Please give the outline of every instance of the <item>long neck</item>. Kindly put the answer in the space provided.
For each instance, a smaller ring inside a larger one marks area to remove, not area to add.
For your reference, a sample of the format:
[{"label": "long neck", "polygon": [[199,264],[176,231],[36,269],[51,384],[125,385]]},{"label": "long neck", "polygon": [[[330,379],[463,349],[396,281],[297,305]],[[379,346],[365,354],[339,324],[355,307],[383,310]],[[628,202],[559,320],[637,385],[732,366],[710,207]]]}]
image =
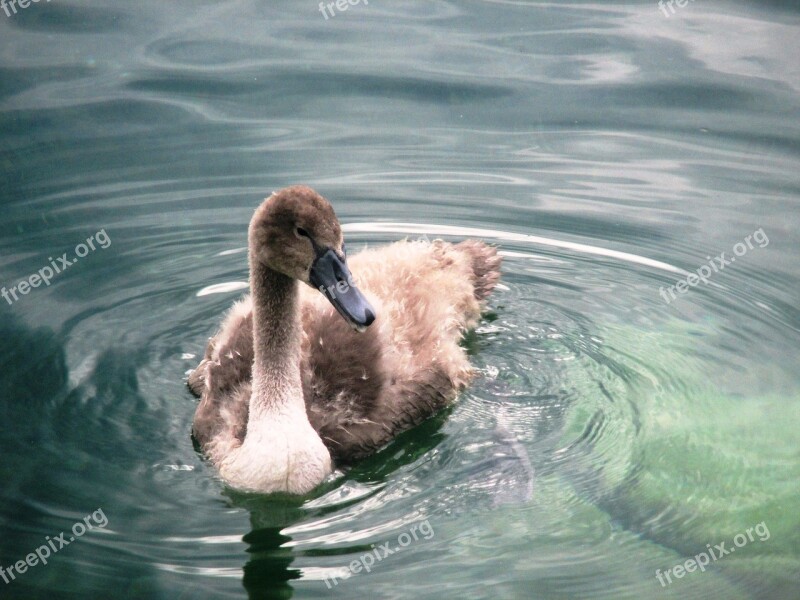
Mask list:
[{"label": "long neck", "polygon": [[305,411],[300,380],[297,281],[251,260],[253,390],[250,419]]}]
******
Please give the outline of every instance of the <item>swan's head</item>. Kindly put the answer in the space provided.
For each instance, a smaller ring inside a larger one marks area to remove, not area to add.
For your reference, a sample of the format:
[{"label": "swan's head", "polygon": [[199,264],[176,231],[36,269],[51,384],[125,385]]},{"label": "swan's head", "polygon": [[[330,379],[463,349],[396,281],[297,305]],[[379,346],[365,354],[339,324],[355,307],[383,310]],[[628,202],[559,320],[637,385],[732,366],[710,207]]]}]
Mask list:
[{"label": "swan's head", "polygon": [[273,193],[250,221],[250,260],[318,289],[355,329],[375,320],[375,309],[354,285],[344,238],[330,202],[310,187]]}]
******
_REQUIRED ACTION_
Looking at the material above, say how many of its lines hold the word "give", giving only the number.

_RESULT_
2